= Region annotation material =

.....

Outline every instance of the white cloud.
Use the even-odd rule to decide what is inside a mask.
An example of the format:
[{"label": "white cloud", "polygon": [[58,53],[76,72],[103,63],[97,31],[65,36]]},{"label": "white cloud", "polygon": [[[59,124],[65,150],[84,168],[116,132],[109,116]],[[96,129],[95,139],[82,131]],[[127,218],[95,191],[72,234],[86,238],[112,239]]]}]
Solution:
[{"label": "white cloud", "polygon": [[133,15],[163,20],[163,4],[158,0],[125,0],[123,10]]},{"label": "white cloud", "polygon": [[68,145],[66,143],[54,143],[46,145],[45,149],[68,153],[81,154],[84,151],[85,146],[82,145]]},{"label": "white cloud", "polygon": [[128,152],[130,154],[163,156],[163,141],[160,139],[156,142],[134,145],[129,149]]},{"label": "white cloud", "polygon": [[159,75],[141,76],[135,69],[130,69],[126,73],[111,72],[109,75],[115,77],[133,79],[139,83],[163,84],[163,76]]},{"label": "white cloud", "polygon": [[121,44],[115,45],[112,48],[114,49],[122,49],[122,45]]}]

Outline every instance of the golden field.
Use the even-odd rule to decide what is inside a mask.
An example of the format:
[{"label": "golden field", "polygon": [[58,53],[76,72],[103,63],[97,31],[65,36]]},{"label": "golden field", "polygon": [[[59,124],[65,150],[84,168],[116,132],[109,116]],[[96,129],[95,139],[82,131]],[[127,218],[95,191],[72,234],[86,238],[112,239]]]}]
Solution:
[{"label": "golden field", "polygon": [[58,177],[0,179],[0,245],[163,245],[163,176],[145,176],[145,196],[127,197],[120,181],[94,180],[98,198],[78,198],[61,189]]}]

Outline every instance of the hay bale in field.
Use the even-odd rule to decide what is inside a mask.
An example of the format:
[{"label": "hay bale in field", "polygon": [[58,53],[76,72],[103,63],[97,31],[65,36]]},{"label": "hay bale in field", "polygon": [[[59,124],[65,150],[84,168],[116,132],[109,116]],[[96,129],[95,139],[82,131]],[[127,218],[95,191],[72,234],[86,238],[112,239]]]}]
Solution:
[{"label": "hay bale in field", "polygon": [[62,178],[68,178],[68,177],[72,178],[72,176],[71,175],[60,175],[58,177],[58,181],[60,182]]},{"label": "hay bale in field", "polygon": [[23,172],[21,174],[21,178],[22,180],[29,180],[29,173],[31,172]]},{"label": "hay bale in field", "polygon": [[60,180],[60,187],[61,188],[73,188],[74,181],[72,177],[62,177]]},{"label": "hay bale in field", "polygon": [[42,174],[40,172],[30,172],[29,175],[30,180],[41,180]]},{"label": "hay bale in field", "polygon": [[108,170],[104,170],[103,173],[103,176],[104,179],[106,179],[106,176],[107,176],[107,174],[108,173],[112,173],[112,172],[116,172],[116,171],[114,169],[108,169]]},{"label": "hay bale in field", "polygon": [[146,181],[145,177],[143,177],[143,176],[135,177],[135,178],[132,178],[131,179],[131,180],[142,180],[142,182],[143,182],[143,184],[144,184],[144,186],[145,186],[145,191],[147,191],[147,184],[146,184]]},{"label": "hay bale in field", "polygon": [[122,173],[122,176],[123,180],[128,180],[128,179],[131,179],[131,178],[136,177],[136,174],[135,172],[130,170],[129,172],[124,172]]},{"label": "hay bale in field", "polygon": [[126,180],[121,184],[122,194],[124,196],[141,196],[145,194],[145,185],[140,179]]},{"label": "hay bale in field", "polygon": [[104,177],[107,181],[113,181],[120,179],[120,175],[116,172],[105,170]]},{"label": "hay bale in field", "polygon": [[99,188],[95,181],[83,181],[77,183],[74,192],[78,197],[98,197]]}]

.....

= To be done =
Copy out every line of the material above, keeping each one unchanged.

= Solution to this exercise =
Outline every instance of the white cloud.
Use the even-odd rule to decide what is inside a mask.
An example of the format:
[{"label": "white cloud", "polygon": [[58,53],[76,72],[103,63],[97,31],[65,36]]},{"label": "white cloud", "polygon": [[[59,124],[65,150],[84,168],[116,132],[109,116]],[[96,129],[95,139],[82,131]],[[127,218],[95,191],[72,234],[86,238],[112,239]]]}]
Solution:
[{"label": "white cloud", "polygon": [[133,15],[163,20],[163,4],[158,0],[125,0],[123,10]]},{"label": "white cloud", "polygon": [[68,145],[66,143],[54,143],[46,145],[45,149],[68,153],[81,154],[84,151],[85,146],[82,145]]},{"label": "white cloud", "polygon": [[128,152],[130,154],[163,156],[163,141],[160,139],[156,142],[134,145],[129,149]]},{"label": "white cloud", "polygon": [[159,75],[141,76],[135,69],[130,69],[126,73],[111,72],[109,75],[115,77],[133,79],[139,83],[163,84],[163,76]]},{"label": "white cloud", "polygon": [[121,44],[115,45],[112,48],[114,49],[122,49],[122,45]]}]

Outline every instance of the golden field.
Use the even-odd rule to decide what is inside a mask.
An example of the format:
[{"label": "golden field", "polygon": [[58,53],[76,72],[103,63],[97,31],[65,36]]},{"label": "golden field", "polygon": [[[59,124],[65,150],[84,168],[116,132],[109,116]],[[96,129],[95,139],[82,131]],[[127,218],[95,191],[72,234],[86,238],[112,239]]]}]
Solution:
[{"label": "golden field", "polygon": [[58,177],[0,179],[0,245],[163,245],[163,176],[145,176],[145,196],[127,197],[120,181],[94,180],[98,198],[78,198],[61,189]]}]

Outline every instance of the hay bale in field.
Use the even-odd rule to decide what is inside a mask.
An example of the format:
[{"label": "hay bale in field", "polygon": [[58,53],[76,72],[103,63],[97,31],[65,36]]},{"label": "hay bale in field", "polygon": [[[59,124],[65,150],[84,168],[116,132],[109,116]],[[96,129],[95,139],[82,131]],[[127,218],[95,191],[72,234],[86,238],[112,239]]]}]
Solution:
[{"label": "hay bale in field", "polygon": [[62,178],[68,178],[68,177],[72,178],[72,176],[71,175],[60,175],[58,177],[58,181],[60,182]]},{"label": "hay bale in field", "polygon": [[23,172],[21,174],[21,178],[22,180],[29,180],[29,173],[31,172]]},{"label": "hay bale in field", "polygon": [[60,180],[60,187],[61,188],[73,188],[74,181],[72,177],[62,177]]},{"label": "hay bale in field", "polygon": [[42,174],[40,172],[30,172],[29,175],[30,180],[41,180]]},{"label": "hay bale in field", "polygon": [[108,170],[104,170],[103,173],[103,176],[104,179],[106,179],[106,176],[107,176],[107,174],[108,173],[112,173],[112,172],[116,172],[116,171],[114,169],[108,169]]},{"label": "hay bale in field", "polygon": [[146,181],[145,177],[143,177],[143,176],[135,177],[135,178],[132,178],[131,179],[131,180],[142,180],[142,182],[143,182],[143,184],[144,184],[144,186],[145,186],[145,191],[147,191],[147,184],[146,184]]},{"label": "hay bale in field", "polygon": [[122,173],[122,176],[123,180],[128,180],[128,179],[131,179],[131,178],[136,177],[136,174],[135,172],[130,170],[129,172],[124,172]]},{"label": "hay bale in field", "polygon": [[126,180],[121,184],[122,194],[124,196],[141,196],[145,194],[145,185],[140,179]]},{"label": "hay bale in field", "polygon": [[104,177],[107,181],[113,181],[120,179],[120,175],[116,172],[105,170]]},{"label": "hay bale in field", "polygon": [[99,188],[95,181],[83,181],[77,183],[74,192],[78,197],[98,197]]}]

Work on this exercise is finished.